## WHAT TO WORK ON
Every entry must be transcribed exactly as written.

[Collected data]
___
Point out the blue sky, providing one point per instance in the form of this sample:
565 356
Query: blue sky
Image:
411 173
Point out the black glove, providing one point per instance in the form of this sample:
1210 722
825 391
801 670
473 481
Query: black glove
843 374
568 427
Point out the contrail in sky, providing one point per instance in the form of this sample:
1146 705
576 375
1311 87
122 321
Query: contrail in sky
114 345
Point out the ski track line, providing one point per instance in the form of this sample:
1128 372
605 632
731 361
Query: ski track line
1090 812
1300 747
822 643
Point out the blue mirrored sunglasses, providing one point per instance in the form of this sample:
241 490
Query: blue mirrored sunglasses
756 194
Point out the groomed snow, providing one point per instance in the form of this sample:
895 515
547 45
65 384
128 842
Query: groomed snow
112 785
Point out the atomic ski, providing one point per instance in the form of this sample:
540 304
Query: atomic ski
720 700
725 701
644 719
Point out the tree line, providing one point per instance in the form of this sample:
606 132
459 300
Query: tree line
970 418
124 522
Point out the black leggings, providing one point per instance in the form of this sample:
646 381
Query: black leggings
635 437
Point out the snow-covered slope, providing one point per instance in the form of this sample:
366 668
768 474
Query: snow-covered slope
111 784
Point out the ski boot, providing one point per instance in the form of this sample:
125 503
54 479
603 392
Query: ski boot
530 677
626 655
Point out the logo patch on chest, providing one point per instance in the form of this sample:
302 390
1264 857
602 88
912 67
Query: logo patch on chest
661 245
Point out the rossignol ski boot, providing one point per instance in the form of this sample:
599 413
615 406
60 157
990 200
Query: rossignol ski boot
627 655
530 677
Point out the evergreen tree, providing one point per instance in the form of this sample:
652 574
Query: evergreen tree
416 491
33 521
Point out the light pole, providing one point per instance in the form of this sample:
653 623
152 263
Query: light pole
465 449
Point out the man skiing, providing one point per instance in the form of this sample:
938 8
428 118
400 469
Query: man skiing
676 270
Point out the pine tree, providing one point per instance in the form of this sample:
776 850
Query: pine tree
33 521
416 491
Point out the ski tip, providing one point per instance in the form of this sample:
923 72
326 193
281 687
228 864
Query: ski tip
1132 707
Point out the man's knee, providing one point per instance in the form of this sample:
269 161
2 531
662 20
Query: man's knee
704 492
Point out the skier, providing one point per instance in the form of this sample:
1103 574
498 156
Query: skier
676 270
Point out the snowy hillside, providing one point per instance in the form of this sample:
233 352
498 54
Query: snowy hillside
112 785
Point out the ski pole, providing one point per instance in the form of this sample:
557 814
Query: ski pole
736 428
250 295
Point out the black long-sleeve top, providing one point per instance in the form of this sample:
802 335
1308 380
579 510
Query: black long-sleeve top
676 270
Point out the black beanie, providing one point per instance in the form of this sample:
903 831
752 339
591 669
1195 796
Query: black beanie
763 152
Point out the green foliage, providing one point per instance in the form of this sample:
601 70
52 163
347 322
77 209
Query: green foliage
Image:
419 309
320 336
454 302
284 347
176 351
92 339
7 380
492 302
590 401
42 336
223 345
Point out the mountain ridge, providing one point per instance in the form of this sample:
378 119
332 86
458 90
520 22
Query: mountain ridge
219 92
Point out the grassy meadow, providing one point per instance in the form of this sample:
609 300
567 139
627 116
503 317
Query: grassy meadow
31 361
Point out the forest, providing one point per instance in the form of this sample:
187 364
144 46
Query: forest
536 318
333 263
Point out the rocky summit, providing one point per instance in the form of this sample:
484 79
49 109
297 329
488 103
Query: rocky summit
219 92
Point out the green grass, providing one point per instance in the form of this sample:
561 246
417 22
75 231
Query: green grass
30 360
___
## SOLUTION BELOW
Point out the blue sky, providing one point per instance in the form of this sample:
565 356
Query: blue sky
Image:
411 173
Point out the black glove, providing one point per instance in the form of this sample:
1210 722
825 391
801 670
473 481
Query: black glove
843 374
568 427
Point out the contrail in sky, providing one point per instance in the form of this sample:
1146 705
576 375
1311 87
122 321
Query: contrail in sky
114 345
Point out the ski track line, providing one point per instance in the form of this sample:
1128 372
605 632
731 361
Query: ski track line
1090 812
1300 747
822 643
Point out the blue mirrored sunglasses, providing one point per instance in the form of this sample:
241 490
Query: blue mirrored sunglasses
756 194
Point out the groomed snow, providing one point per instance in the form of this sample:
895 515
547 45
65 384
128 842
Query: groomed snow
112 785
Point out the atomic ski, providing one point per instance in the form of this sample:
540 304
Query: atomic ski
720 700
725 701
644 719
Point out the tree line, providing one point per instance in the form of this sample:
606 132
459 300
Query: tree line
970 418
124 522
Point out the black leggings, providing one point per instance in the form of this sample:
646 381
Query: black leggings
635 437
Point out the snow-covered slope, providing one point per instance in the form of this sample:
366 668
768 474
Query: snow-covered slope
111 784
Point out the ski boot, providing one point per instance in the form of this sample:
125 503
54 479
603 392
Query: ski boot
530 677
626 655
Point out the logo patch on chest, providing one point per instance in the form of this sample:
302 390
1264 857
602 88
912 67
Query: logo patch on chest
661 245
Point out the rossignol ski boot, providing one point per instance in the form of this sample:
599 413
615 406
60 157
990 200
Query: rossignol ski boot
627 655
530 677
Point out the evergreen tree, providing one point per instance in the form of this sample:
652 574
Query: evergreen tree
416 491
33 521
Point out the light pole, providing one point per instance in the form of this sample:
653 623
152 263
Query: light pole
465 449
Point out the man skiing, providing one point per instance in the form of this sample:
938 8
428 118
400 469
Query: man skiing
676 270
Point out the pine tree, providing one point per instance in the form of this sample:
776 850
Query: pine tree
33 521
416 491
Point out the ski tip, providing one point per instance in the form of this sample:
923 72
326 193
281 687
228 864
Query: ski tip
1132 707
Point out the man's knee, providing one point per instance in the form of this sample:
269 161
2 531
662 20
Query: man's knee
704 492
Point out the skier, providing one point per instance in the form of this sample:
1103 574
498 156
Query: skier
676 270
Point out the snowy hillside, providing one point per instance in the form of this sample:
233 352
498 54
Query: snowy hillside
112 785
Point out the ski pole, providing one point per instance in the form of this sample:
557 814
Query: ski pole
736 428
250 295
Point out the black long-sleeve top, providing one point per instance in the form of this sample:
802 335
1308 380
579 510
Query: black long-sleeve top
676 270
Point out the black beanie, providing one point per instance in the form of this sample:
903 831
752 339
591 669
1195 796
Query: black beanie
763 152
Point out the green foliage, providing one point per instance in the form of this sample:
601 70
52 163
347 322
77 209
Query: green foliage
Image:
419 309
320 336
454 302
284 347
176 351
92 339
7 380
492 302
590 401
42 336
223 345
Point out the mountain ridge, providing one point per instance in the form of this sample:
378 119
332 86
458 90
520 22
Query: mountain ridge
219 92
Point out the grassy meadow, providing one point per instance in the form of this sample:
609 300
567 139
627 116
503 317
Query: grassy meadow
31 361
Point out the forest, providing one point per instance in the form of this sample:
187 364
144 46
Query: forest
536 318
333 263
Point out the rocky summit, providing one point per instance in the form of this sample:
484 79
49 109
297 329
488 103
Query: rocky summit
219 92
Point out the green grass, providing one point per instance in the form of this sample:
561 246
417 22
75 231
Query: green grass
30 360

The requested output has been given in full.